## WHAT NEEDS TO BE DONE
Return the exact lines spanning from the line with "Could you please spot the worker on" through the last line of the entries, boundaries included, and no others.
━━ DATASET ROWS
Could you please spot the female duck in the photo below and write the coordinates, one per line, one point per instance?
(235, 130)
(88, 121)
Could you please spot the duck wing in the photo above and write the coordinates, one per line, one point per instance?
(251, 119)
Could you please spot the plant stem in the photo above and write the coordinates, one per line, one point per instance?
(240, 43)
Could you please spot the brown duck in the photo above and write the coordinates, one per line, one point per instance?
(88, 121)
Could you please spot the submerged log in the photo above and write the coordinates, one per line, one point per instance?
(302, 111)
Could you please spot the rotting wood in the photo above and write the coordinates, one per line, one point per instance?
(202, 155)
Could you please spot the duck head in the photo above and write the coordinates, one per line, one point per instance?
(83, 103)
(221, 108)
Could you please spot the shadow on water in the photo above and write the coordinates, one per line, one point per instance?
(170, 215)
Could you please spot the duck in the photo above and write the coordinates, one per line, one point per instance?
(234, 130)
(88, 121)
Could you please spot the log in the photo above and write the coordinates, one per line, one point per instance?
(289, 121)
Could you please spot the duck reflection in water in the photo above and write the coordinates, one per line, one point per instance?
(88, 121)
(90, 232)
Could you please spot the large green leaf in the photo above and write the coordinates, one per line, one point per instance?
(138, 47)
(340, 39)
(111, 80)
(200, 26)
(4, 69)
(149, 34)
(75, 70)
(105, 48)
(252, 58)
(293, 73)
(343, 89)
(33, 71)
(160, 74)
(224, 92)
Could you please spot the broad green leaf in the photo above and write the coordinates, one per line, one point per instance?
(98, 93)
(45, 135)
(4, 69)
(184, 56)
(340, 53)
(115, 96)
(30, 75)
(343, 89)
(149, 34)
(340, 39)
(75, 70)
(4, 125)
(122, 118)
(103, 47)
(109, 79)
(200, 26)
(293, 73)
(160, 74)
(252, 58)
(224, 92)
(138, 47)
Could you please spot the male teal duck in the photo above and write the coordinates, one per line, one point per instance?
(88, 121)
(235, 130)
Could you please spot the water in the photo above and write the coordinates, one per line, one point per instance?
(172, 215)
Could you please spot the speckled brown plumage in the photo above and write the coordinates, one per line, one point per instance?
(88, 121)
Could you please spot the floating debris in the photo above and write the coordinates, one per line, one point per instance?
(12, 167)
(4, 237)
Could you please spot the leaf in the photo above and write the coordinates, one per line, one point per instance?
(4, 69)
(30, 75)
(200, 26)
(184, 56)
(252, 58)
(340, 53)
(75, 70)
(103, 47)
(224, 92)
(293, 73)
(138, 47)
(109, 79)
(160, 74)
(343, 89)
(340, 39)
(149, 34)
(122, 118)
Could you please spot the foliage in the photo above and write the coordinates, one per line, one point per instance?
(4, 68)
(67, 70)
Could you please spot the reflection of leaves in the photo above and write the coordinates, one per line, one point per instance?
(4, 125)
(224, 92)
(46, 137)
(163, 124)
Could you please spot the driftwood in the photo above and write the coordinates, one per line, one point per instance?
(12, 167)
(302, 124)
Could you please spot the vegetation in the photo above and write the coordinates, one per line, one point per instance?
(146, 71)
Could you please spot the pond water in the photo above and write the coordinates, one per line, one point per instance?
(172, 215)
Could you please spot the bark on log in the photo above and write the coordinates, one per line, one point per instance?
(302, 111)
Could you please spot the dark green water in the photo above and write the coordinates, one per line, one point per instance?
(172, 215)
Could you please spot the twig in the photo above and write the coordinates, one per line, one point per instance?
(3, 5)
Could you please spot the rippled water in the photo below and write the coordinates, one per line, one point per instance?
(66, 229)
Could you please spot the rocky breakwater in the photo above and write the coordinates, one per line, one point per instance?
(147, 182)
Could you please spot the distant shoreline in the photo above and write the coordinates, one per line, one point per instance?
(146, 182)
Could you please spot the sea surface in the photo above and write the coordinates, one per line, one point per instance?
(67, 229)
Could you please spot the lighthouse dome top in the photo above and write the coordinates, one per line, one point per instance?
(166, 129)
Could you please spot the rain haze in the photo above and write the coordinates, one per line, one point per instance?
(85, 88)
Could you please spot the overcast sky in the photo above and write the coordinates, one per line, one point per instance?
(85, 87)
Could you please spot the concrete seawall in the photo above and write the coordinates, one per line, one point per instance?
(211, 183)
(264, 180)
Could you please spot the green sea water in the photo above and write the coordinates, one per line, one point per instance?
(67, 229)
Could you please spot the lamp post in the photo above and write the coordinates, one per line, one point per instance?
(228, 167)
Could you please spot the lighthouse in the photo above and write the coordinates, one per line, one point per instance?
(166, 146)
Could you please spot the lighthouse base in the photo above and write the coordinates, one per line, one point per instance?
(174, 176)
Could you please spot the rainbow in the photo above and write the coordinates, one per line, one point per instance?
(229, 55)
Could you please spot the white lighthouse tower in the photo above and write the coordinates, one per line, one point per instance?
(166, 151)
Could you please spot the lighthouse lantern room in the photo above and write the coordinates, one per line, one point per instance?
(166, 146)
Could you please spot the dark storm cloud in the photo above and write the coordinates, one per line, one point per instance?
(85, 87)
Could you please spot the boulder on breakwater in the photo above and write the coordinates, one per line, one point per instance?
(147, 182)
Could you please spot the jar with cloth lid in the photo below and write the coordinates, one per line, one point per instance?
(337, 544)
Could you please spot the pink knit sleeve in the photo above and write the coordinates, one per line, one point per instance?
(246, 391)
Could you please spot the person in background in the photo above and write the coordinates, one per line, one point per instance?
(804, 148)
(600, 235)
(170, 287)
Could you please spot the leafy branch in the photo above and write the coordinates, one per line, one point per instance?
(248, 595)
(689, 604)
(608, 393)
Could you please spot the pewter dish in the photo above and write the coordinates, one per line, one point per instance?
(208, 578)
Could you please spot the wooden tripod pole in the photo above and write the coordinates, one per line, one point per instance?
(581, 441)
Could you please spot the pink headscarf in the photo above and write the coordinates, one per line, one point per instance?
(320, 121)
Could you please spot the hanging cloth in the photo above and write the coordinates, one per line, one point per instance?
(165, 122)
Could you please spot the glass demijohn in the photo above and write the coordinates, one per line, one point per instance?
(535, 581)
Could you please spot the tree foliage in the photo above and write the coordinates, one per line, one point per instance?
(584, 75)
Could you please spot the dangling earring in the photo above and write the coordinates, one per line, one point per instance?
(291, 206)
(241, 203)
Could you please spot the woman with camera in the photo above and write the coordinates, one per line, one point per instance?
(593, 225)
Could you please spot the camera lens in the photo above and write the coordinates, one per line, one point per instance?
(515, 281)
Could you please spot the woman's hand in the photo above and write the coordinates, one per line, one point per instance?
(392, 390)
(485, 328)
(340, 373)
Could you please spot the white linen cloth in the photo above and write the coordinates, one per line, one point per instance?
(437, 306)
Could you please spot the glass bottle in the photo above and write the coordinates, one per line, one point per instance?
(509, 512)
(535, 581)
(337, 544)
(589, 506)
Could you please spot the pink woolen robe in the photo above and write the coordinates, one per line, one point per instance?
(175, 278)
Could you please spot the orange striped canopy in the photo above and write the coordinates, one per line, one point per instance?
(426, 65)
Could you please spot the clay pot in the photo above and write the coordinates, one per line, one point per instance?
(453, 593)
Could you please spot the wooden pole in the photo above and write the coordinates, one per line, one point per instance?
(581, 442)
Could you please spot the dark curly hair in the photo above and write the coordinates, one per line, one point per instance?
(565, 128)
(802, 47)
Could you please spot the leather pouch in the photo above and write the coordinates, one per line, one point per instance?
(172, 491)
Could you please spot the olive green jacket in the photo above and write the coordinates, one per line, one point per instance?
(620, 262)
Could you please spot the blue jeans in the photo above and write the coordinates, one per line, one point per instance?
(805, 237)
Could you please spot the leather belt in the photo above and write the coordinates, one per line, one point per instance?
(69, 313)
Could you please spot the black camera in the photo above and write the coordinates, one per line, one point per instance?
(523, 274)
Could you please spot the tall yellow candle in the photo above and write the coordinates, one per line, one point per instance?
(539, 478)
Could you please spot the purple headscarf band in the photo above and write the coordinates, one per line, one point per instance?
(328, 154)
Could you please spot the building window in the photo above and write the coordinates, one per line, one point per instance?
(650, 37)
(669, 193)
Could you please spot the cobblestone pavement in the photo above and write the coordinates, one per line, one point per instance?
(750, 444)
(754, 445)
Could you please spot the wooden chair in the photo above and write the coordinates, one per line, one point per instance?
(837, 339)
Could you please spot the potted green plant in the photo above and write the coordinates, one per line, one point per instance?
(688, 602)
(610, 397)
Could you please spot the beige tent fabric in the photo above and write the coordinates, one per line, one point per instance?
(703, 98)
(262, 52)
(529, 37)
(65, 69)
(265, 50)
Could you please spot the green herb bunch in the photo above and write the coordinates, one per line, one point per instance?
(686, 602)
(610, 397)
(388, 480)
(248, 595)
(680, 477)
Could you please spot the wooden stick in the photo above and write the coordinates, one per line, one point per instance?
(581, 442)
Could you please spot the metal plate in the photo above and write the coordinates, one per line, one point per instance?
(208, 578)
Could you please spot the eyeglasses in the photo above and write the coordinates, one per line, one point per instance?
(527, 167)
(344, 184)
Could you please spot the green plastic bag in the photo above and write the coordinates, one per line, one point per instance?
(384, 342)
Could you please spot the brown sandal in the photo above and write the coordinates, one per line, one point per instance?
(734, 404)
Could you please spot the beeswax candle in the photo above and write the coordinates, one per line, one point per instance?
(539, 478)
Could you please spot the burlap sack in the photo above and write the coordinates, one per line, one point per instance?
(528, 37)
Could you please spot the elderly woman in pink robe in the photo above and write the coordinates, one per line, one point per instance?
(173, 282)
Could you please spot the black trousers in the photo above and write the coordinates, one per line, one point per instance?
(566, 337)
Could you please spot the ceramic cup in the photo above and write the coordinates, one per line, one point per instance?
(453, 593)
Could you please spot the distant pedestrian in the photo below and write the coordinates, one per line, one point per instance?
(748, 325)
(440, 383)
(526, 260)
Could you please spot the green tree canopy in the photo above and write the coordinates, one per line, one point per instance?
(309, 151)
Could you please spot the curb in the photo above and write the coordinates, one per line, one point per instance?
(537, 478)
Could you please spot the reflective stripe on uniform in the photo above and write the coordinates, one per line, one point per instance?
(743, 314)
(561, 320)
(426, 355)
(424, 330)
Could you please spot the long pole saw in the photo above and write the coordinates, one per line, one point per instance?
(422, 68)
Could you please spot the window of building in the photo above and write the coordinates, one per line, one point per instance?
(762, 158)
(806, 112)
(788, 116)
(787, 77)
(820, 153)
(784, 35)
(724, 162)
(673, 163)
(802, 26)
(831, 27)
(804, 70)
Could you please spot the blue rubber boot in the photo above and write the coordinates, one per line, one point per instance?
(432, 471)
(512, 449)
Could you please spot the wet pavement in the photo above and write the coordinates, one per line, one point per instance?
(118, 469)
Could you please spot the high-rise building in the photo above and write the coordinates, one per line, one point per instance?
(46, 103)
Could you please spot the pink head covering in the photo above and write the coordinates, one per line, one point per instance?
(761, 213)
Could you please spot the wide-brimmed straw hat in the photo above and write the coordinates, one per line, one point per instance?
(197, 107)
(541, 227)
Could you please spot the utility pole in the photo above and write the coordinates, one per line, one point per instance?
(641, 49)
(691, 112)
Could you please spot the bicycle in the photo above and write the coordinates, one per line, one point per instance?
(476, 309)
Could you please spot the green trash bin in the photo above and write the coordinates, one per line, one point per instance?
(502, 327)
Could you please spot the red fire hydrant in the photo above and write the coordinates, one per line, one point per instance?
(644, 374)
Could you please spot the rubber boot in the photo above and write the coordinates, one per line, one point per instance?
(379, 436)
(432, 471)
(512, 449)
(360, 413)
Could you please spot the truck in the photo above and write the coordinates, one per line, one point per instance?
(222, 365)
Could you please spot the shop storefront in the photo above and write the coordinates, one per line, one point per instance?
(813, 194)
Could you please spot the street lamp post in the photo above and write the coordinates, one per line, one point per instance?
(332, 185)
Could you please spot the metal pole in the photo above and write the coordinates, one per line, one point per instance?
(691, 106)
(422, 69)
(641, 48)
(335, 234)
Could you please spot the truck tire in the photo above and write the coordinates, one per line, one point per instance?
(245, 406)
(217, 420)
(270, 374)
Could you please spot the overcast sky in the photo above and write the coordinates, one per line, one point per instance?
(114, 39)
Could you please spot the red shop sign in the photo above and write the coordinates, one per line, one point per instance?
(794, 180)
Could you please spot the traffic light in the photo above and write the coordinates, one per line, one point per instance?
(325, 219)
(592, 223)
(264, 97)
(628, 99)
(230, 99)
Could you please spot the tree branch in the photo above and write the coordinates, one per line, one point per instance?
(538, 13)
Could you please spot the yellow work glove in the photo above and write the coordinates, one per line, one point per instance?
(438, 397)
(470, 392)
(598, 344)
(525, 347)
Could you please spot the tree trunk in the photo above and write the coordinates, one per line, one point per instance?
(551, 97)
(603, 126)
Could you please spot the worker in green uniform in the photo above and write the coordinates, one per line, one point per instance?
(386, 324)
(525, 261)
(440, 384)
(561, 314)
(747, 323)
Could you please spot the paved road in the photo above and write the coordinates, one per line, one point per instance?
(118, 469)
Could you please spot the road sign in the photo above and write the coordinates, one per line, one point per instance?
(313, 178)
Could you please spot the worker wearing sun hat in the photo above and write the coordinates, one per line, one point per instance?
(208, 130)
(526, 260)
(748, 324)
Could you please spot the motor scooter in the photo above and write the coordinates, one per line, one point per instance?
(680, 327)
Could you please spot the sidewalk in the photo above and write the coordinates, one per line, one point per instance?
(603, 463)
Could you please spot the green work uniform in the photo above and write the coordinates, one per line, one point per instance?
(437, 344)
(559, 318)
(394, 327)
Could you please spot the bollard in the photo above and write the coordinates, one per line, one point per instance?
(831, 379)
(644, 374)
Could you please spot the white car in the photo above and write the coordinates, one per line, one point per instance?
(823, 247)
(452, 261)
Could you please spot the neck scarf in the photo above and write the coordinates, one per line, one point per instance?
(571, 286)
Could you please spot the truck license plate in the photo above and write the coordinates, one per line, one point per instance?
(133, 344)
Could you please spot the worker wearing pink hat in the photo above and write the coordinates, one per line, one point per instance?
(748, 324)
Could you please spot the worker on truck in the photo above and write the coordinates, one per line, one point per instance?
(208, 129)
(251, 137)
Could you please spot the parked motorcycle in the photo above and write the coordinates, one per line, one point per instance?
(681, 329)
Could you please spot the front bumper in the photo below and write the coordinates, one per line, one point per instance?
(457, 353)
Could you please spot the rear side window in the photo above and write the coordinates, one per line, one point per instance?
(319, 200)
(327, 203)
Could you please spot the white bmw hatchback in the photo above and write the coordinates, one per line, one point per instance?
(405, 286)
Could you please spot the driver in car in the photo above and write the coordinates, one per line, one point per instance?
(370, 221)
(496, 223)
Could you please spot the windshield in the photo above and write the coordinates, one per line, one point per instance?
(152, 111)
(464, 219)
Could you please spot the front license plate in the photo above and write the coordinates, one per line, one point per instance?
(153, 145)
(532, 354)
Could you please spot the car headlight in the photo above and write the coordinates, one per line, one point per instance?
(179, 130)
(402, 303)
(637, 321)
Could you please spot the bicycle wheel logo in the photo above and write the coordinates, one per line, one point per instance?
━━━━
## SOLUTION TO THE EXERCISE
Could you please spot the worker on truck in the photo above and write the coordinates, one per line, one point per instance?
(208, 129)
(251, 137)
Could you please spot the parked motorcycle in the photo above and write the coordinates, one per line, one point per instance?
(681, 329)
Could you please spot the front bumper in the photo below and write the coordinates, one per line, one point per instance?
(457, 353)
Could you please spot the rear side window in the photo above and write the coordinates, one per line, one point per instance?
(319, 200)
(327, 203)
Could you please spot the white bmw hatchback in the photo above and write the coordinates, one per line, one point per instance?
(405, 286)
Could you please spot the driver in car in the photo above and write the coordinates, one per line, one point per instance?
(370, 221)
(496, 223)
Could you please spot the windshield in the photo above and write the coordinates, one per line, one point per instance?
(152, 111)
(464, 219)
Could you please spot the front license plate in the photo above and write the coordinates, one per line, one point per instance?
(153, 145)
(532, 354)
Could you please spot the car headlight in the photo above and write the coordinates, one per line, one point per instance?
(179, 130)
(402, 303)
(637, 321)
Could you please spot the bicycle wheel logo in the photo above and write the coordinates, one per line, one point per instance?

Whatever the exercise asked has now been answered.